● **DATA LINES**
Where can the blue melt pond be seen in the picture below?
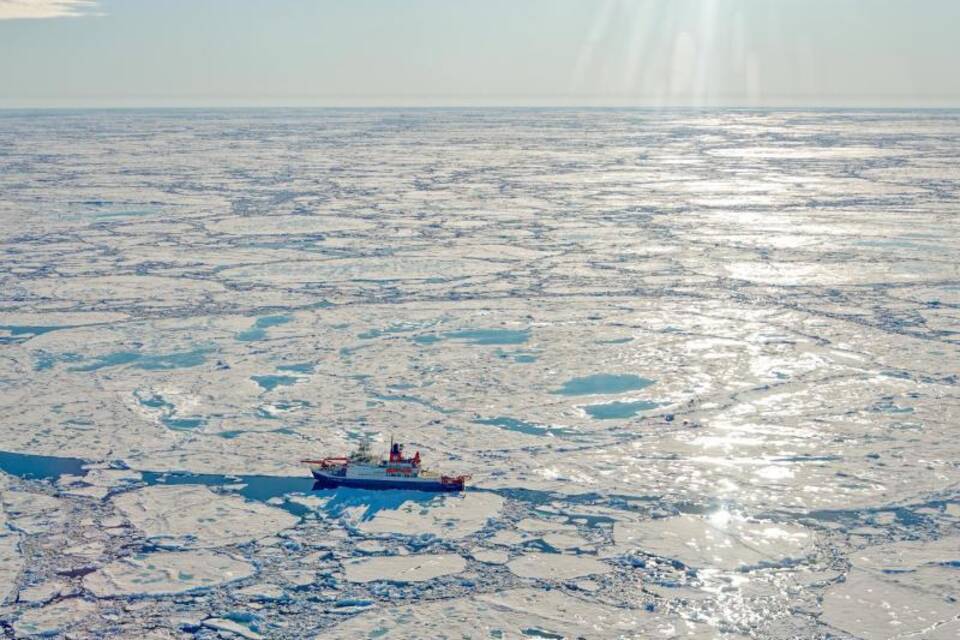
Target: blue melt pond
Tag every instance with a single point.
(271, 382)
(20, 333)
(490, 336)
(603, 383)
(259, 329)
(618, 410)
(182, 424)
(478, 336)
(148, 362)
(521, 426)
(306, 367)
(39, 467)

● **DIRECTIONS**
Write out all the records above again, putting "meltwater pool" in place of "blue melt pond" and leaving everything else as it is. Omit the pictures.

● **WRITTEN REPLY**
Where can the meltwater pool be seen in the picture below?
Target: meltwater pool
Tag every instance with a single point.
(271, 382)
(20, 333)
(490, 336)
(603, 383)
(259, 329)
(618, 410)
(182, 424)
(478, 336)
(148, 362)
(521, 426)
(306, 367)
(39, 467)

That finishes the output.